The Parents contend further that the District is denying FAPE to the Student during the stay-put placement because it has not provided a copy of the draft IEP to the Student’s stay-put teacher. This contention has no merit. The Student’s present educational program is being conducted under an agreed stay-put placement, not under the draft IEP.
I reject also the Parents’ contention that the District is denying FAPE to the Student during the stay-put placement because it has not provided a copy of the IEP for the period December 1998 to December 1999 to the stay-put teacher. The Parents have never amended their due process hearing request to assert that the negotiated stay-put placement fails to provide the Student an appropriate educational benefit, and thus the appropriateness of the program provided in the negotiated stay-put placement was not litigated at the due process hearing. Indeed, such a contention would have been somewhat inconsistent with the primary component of the Parents’ requested relief that the Student’s placement be changed to a program substantially the same as the program in the current stay-put placement. I reject the Parents’ contention that the Student has been denied FAPE by the program being implemented under the negotiated stay-put placement.
The Parents also challenge the procedural adequacy of the draft IEP. Although the draft IEP was never finalized, the District predicated the proposed placement at Washington School on the Student’s present level of educational performance (PLP) and the annual goals and short-term objectives set forth in the draft. The Parents may thus appropriately challenge the procedural adequacy of the PLP and goals and objectives even though the draft IEP was never finalized.

● GIVEN TASK A
Summarize the decision excerpt in two sentences.
● GIVEN TASK B
According to the decision excerpt, on what did the District predicate the proposed placement at Washington School?
● GIVEN TASK C
Rewrite the decision excerpt between "The Parents also" and "was never finalized.", inclusive, replacing "draft IEP" with "proposed IEP".
The records are separate material, unrelated to the decision excerpt.

(Location identification entries)

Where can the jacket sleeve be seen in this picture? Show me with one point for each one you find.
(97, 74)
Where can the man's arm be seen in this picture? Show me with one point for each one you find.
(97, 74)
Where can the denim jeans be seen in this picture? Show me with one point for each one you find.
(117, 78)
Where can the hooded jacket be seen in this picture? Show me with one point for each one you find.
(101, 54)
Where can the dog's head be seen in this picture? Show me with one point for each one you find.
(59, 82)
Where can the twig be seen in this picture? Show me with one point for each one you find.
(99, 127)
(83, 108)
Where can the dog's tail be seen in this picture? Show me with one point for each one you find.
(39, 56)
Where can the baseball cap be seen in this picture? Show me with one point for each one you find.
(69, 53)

--

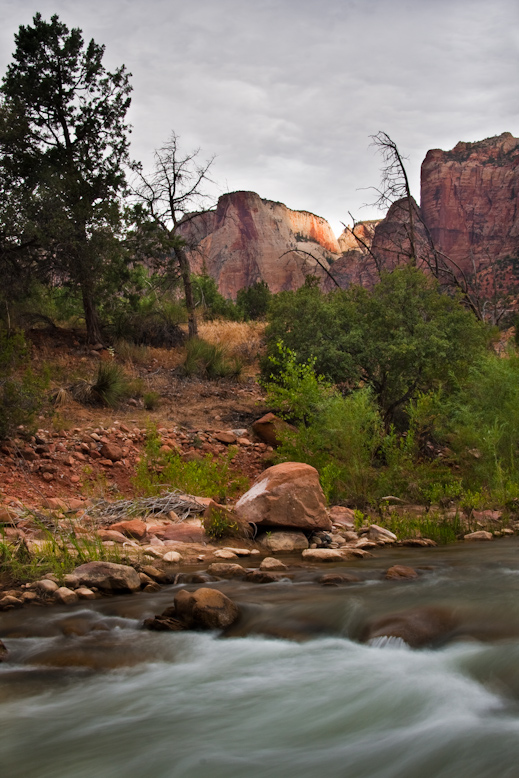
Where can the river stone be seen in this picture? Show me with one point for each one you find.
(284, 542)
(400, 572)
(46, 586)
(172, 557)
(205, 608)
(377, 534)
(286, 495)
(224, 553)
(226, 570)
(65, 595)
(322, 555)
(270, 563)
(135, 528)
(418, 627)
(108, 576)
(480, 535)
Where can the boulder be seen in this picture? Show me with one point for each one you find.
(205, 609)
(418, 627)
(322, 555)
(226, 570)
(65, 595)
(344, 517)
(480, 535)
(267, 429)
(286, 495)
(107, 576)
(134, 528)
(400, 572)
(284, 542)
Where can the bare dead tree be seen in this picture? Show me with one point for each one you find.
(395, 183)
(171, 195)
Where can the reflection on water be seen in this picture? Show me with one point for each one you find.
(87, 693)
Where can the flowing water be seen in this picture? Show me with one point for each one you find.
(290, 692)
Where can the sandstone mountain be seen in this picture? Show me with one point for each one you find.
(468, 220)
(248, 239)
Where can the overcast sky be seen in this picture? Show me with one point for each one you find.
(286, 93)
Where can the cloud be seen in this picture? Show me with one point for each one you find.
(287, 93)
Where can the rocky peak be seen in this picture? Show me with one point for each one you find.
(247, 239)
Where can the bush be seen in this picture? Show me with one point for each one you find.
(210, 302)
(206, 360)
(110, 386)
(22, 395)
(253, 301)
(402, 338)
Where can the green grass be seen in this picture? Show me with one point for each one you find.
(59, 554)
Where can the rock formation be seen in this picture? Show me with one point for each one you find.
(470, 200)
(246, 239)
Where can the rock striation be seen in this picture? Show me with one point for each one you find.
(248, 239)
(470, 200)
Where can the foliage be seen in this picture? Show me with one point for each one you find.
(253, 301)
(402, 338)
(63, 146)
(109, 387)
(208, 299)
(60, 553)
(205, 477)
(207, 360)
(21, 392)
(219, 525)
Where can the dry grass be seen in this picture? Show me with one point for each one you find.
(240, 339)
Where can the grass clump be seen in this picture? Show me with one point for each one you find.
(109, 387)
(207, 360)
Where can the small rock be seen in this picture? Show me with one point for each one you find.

● CORRECT ANSWER A
The Parents' contentions that the District is denying FAPE during the stay-put placement by not giving the stay-put teacher the draft IEP or the IEP for December 1998 to December 1999 are rejected, because the program is conducted under an agreed stay-put placement whose appropriateness was never litigated at the due process hearing. The Parents may still challenge the procedural adequacy of the PLP and goals and objectives, since the District based the proposed placement at Washington School on them even though the draft IEP was never finalized.

● CORRECT ANSWER B
On the Student's present level of educational performance (PLP) and the annual goals and short-term objectives set forth in the draft IEP.

● CORRECT ANSWER C
The Parents also challenge the procedural adequacy of the proposed IEP. Although the proposed IEP was never finalized, the District predicated the proposed placement at Washington School on the Student’s present level of educational performance (PLP) and the annual goals and short-term objectives set forth in the draft. The Parents may thus appropriately challenge the procedural adequacy of the PLP and goals and objectives even though the proposed IEP was never finalized.